GIVEN TASK 1 = Reproduce the part of the passage on Metro Vancouver housing costs starting at "Only three of" and ending at "according to Vancity.".

-- Start of SOURCE EXCERPT --

Numbers released Thursday in Vancity credit union's study are alarming. By 2025, a household income of $197,965 will be needed to pay for an average mortgage in the region, it said. That means everyone from lawyers to firefighters to family doctors won't be able to afford a single-family home in Metro Vancouver.

Only three of 88 jobs identified as "in-demand" by the B.C. government — senior managers in business, construction, and engineering — will earn enough to maintain affordable housing in the area, according to Vancity.

As it is, a household currently needs to make $123,000 to cover the average mortgage.

An estimated 93 per cent of millennials (born between 1980 and 2000) plan to own a home, noted the report. "Metro Vancouver’s housing crisis will motivate this group to migrate away in search of better opportunities, leading to a labour crisis," it warned.

"More and more, people are wanting to live in the communities where they work — if these communities are not affordable, workers will look elsewhere," said Andy Broderick, Vancity’s vice-president of community investment, in a statement.

Vancouver housing is projected to jump by 4.87 per cent annually, but salaries will only increase by between 0.6 and 3.2 per cent depending on the occupation, said the study.

-- End of SOURCE EXCERPT --

GIVEN TASK 2 = Arrange the lines of the records as a numbered list, leaving out blank lines. Start at the line containing "Target: small rock" and end at the line containing "M 813 512 L", including both.

-- Start of RECORDS SUPPLIED --

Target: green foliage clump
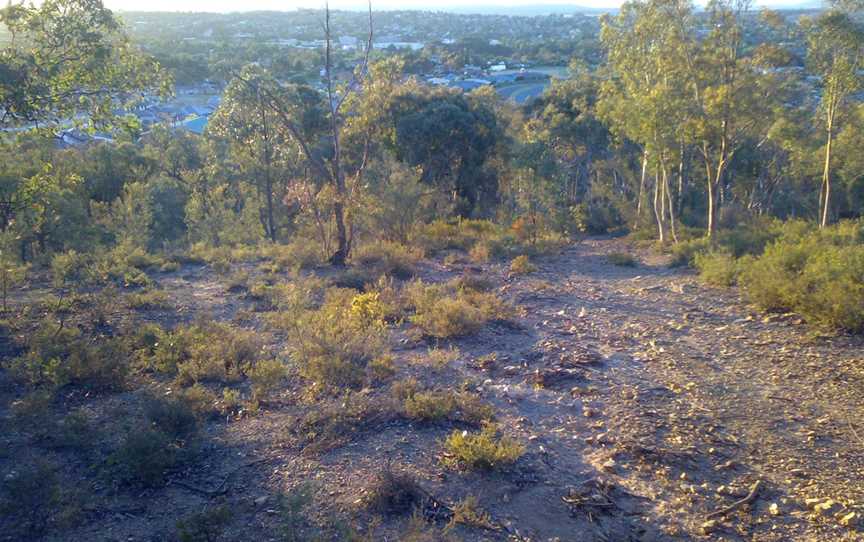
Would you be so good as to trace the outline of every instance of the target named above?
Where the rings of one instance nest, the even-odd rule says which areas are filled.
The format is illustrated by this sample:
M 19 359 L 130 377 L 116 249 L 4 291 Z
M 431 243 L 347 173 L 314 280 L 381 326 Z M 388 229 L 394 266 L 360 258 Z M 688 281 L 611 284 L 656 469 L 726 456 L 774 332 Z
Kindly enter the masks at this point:
M 384 314 L 374 292 L 329 288 L 319 306 L 301 295 L 271 322 L 288 333 L 291 359 L 320 392 L 363 383 L 367 364 L 387 352 Z
M 619 267 L 636 267 L 639 265 L 639 260 L 626 252 L 612 252 L 606 256 L 606 261 Z
M 373 430 L 396 416 L 392 401 L 348 391 L 310 410 L 291 431 L 304 453 L 316 454 L 350 442 L 355 435 Z
M 454 430 L 444 441 L 444 451 L 448 466 L 489 470 L 514 463 L 525 447 L 509 437 L 498 437 L 495 425 L 485 423 L 478 433 Z
M 738 282 L 741 266 L 728 252 L 696 254 L 695 264 L 699 277 L 714 286 L 733 286 Z
M 741 264 L 748 298 L 766 310 L 791 310 L 809 322 L 864 330 L 864 224 L 785 232 Z
M 130 431 L 107 460 L 112 473 L 127 483 L 161 485 L 165 473 L 181 461 L 180 443 L 162 431 L 139 427 Z
M 402 414 L 412 420 L 452 420 L 478 424 L 491 421 L 494 417 L 491 406 L 468 392 L 449 389 L 422 390 L 413 379 L 394 383 L 391 392 L 393 397 L 401 402 Z
M 513 309 L 495 294 L 456 289 L 451 284 L 409 284 L 405 296 L 414 314 L 410 320 L 423 333 L 448 338 L 471 335 L 490 321 L 507 320 Z
M 193 512 L 177 520 L 177 538 L 180 542 L 215 542 L 232 516 L 225 504 Z
M 130 354 L 118 338 L 91 341 L 75 327 L 47 319 L 27 340 L 27 352 L 13 359 L 13 375 L 34 388 L 76 385 L 95 390 L 122 389 Z
M 148 364 L 174 374 L 181 385 L 199 381 L 232 382 L 261 358 L 257 334 L 222 322 L 179 327 L 165 333 Z
M 531 263 L 527 255 L 516 256 L 510 262 L 510 272 L 514 275 L 527 275 L 537 271 L 537 266 Z
M 355 265 L 372 270 L 377 275 L 407 279 L 414 275 L 423 254 L 392 241 L 379 241 L 361 247 L 352 256 Z
M 23 540 L 41 537 L 62 501 L 55 465 L 45 461 L 18 465 L 4 473 L 0 485 L 0 513 L 11 520 L 11 524 L 0 520 L 0 525 L 10 529 L 6 534 L 18 534 Z

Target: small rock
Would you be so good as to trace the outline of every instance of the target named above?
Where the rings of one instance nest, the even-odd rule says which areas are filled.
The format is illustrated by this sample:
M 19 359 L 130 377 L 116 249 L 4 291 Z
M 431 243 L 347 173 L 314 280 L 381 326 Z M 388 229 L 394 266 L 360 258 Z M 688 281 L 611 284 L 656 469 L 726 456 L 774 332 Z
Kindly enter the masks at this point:
M 702 534 L 711 534 L 715 530 L 717 530 L 717 520 L 709 519 L 705 523 L 702 524 Z
M 813 512 L 820 515 L 830 516 L 836 513 L 839 508 L 840 505 L 837 504 L 837 501 L 834 499 L 826 499 L 825 502 L 821 502 L 814 506 Z
M 849 512 L 840 518 L 840 525 L 844 527 L 857 527 L 861 525 L 861 515 L 857 512 Z

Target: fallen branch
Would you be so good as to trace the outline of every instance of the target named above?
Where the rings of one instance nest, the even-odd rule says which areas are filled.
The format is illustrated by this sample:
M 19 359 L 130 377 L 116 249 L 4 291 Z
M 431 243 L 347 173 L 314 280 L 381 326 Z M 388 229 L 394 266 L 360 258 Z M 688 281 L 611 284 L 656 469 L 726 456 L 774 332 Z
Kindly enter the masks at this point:
M 218 495 L 224 495 L 225 493 L 228 492 L 228 486 L 226 484 L 228 483 L 228 480 L 230 480 L 231 477 L 234 476 L 234 474 L 236 474 L 239 470 L 244 469 L 246 467 L 251 467 L 252 465 L 256 465 L 258 463 L 263 463 L 264 461 L 267 461 L 267 459 L 268 458 L 266 458 L 266 457 L 259 457 L 258 459 L 255 459 L 253 461 L 249 461 L 248 463 L 243 463 L 239 467 L 237 467 L 234 470 L 232 470 L 231 472 L 229 472 L 225 476 L 225 478 L 222 479 L 222 483 L 220 483 L 218 486 L 216 486 L 216 489 L 205 489 L 203 487 L 198 487 L 194 484 L 184 482 L 183 480 L 174 480 L 172 483 L 174 485 L 188 489 L 189 491 L 194 491 L 195 493 L 200 493 L 200 494 L 207 496 L 207 497 L 216 497 Z
M 750 504 L 756 500 L 756 497 L 759 495 L 759 489 L 762 487 L 762 480 L 756 480 L 756 483 L 753 484 L 753 487 L 750 488 L 750 493 L 747 494 L 743 499 L 737 500 L 727 506 L 726 508 L 721 508 L 716 512 L 711 512 L 706 516 L 705 519 L 714 519 L 720 516 L 725 516 L 730 512 L 734 512 L 736 509 L 744 506 L 745 504 Z

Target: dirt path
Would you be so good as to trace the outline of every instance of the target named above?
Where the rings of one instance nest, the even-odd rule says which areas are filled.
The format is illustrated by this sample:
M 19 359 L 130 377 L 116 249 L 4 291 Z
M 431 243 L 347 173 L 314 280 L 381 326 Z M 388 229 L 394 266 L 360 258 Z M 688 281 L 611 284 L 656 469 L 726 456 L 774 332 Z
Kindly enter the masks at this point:
M 642 263 L 612 265 L 613 252 Z M 50 539 L 170 540 L 178 517 L 215 502 L 235 513 L 221 539 L 274 539 L 280 494 L 313 481 L 326 505 L 313 519 L 327 525 L 334 512 L 357 515 L 392 464 L 448 505 L 476 496 L 501 526 L 460 528 L 463 540 L 864 540 L 864 339 L 820 337 L 794 315 L 758 314 L 736 291 L 708 289 L 624 240 L 586 240 L 536 263 L 537 272 L 510 277 L 503 264 L 424 262 L 427 282 L 480 273 L 521 315 L 440 345 L 460 352 L 441 370 L 411 361 L 431 345 L 406 339 L 407 324 L 393 344 L 400 378 L 470 388 L 495 406 L 502 430 L 526 444 L 515 467 L 444 468 L 441 441 L 461 426 L 398 417 L 367 420 L 346 442 L 306 453 L 292 435 L 322 407 L 302 400 L 305 383 L 294 379 L 258 415 L 208 423 L 203 459 L 172 472 L 165 487 L 129 493 L 88 482 L 86 521 Z M 136 319 L 243 316 L 244 326 L 264 327 L 254 302 L 204 267 L 158 283 L 172 308 Z M 279 338 L 271 340 L 278 351 Z M 94 408 L 113 419 L 111 409 L 128 410 L 127 395 L 97 398 Z M 384 404 L 389 388 L 359 395 Z M 189 490 L 231 476 L 218 498 Z M 359 514 L 362 528 L 371 518 Z M 401 540 L 406 521 L 386 520 L 373 539 Z
M 485 392 L 544 465 L 505 519 L 537 540 L 864 540 L 864 343 L 614 251 L 588 240 L 509 282 L 527 333 L 473 348 L 505 360 Z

-- End of RECORDS SUPPLIED --

TASK OUTPUT 1 =
Only three of 88 jobs identified as "in-demand" by the B.C. government — senior managers in business, construction, and engineering — will earn enough to maintain affordable housing in the area, according to Vancity.

TASK OUTPUT 2 =
1. Target: small rock
2. Would you be so good as to trace the outline of every instance of the target named above?
3. Where the rings of one instance nest, the even-odd rule says which areas are filled.
4. The format is illustrated by this sample:
5. M 19 359 L 130 377 L 116 249 L 4 291 Z
6. M 431 243 L 347 173 L 314 280 L 381 326 Z M 388 229 L 394 266 L 360 258 Z M 688 281 L 611 284 L 656 469 L 726 456 L 774 332 Z
7. Kindly enter the masks at this point:
8. M 702 534 L 711 534 L 715 530 L 717 530 L 717 520 L 709 519 L 705 523 L 702 524 Z
9. M 813 512 L 820 515 L 830 516 L 836 513 L 839 508 L 840 505 L 837 504 L 837 501 L 834 499 L 826 499 L 825 502 L 821 502 L 814 506 Z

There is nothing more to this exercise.